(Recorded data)

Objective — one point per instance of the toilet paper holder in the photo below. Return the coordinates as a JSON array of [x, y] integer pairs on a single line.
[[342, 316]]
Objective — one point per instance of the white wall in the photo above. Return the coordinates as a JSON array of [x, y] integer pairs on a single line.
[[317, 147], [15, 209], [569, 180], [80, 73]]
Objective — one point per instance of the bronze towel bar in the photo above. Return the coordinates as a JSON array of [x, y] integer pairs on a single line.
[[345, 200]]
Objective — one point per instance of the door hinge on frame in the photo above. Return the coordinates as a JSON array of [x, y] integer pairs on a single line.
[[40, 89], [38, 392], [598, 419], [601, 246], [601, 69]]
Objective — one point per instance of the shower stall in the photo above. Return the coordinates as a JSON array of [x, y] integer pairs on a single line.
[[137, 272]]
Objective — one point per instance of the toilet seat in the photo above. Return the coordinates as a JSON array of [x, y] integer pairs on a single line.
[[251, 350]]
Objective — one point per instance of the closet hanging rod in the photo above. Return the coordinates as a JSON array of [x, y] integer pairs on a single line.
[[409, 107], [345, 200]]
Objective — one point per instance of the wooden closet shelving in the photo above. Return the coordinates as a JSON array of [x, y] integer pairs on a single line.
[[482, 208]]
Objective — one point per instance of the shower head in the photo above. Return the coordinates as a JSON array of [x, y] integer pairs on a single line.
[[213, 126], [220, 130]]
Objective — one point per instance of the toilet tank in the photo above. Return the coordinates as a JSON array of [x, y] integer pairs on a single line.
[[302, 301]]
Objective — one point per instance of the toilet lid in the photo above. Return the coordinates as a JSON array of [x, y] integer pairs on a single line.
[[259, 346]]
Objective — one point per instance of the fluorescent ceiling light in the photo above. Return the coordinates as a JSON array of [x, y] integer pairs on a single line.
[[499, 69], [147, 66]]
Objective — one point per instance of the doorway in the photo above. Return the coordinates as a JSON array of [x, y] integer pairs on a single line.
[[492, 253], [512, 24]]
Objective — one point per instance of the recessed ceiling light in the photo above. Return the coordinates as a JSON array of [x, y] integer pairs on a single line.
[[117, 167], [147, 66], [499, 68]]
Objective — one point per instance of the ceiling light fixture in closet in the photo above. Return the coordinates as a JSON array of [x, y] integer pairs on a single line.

■ **WHAT YOU SHOULD DO**: Put every one of the items above into a numbered list, leaving out any blank lines.

■ **FULL RESPONSE**:
1. Objective — one point per instance of the toilet paper holder in the photo below. Return the coordinates as a JSON array of [x, y] integer pairs on a single line.
2. [[342, 316]]
3. Objective — one point per instance of the white wall in the photo above. Return the coordinates as a JSON array of [x, y] integer pairs on a single line.
4. [[317, 147], [15, 209], [569, 180], [80, 73]]
5. Objective — one point per instance of the bronze towel bar in the photo above. Return the coordinates as a JSON array of [x, y] integer pairs on a single line.
6. [[345, 200]]
7. Objective — one point per instance of the door hinge on frame in the photo above. Return the coordinates as a JSON array of [x, y] integer pairs on a single line.
8. [[40, 89], [38, 392], [598, 419], [601, 246], [601, 69]]
9. Objective — one point per instance of the shower stall in the photo above. Return the coordinates as a JSON array of [x, y] integer pairs on a single line.
10. [[137, 272]]
11. Objective — one point per instance of the toilet seat in the photo above. Return the coordinates as a JSON array of [x, y] integer pairs on a single line.
12. [[251, 350]]
13. Objective — one point per instance of the closet hanging rod in the photo above. Return the coordinates as a JSON array of [x, y] integer pairs on a single line.
14. [[409, 107], [345, 200]]
15. Objective — one point per instance of the wooden closet shelving in the photo above. Return the coordinates as a JSON array of [x, y] integer pairs on a single line.
16. [[482, 208]]
17. Objective — one point per instance of the shower head in the photo above. Return the coordinates as a JSON array of [x, y] integer pairs on a single line.
18. [[213, 126], [220, 130]]
19. Objective — one point per instance of the toilet tank in the photo above. Return the coordinates as a JSON array of [x, y] integer pairs on a single line.
20. [[302, 301]]
21. Objective — one point per instance of the toilet lid in the photo above. Return the coordinates as a JSON array of [x, y] integer pairs on a single line.
22. [[259, 346]]
23. Objective — one point per instance of the fluorescent ceiling light in the photo above. Return the coordinates as a JSON array of [x, y] integer pairs on a single line.
24. [[499, 69], [147, 66]]
25. Objective — one point per instance of the doorway in the photo above. Return the coordinates as a JSON array of [x, y] integer pairs on a single line.
26. [[492, 253], [512, 24]]
27. Objective — one point per instance of the recessed ceiling light in the photo above. Return the coordinates as a JSON array of [x, y] integer pairs on a single line.
28. [[117, 167], [147, 66], [499, 68]]
29. Objective — one point per instance of the ceiling light fixture in closet in the photo above. Return the coordinates as a JSON array of [x, y] integer pairs on a single line.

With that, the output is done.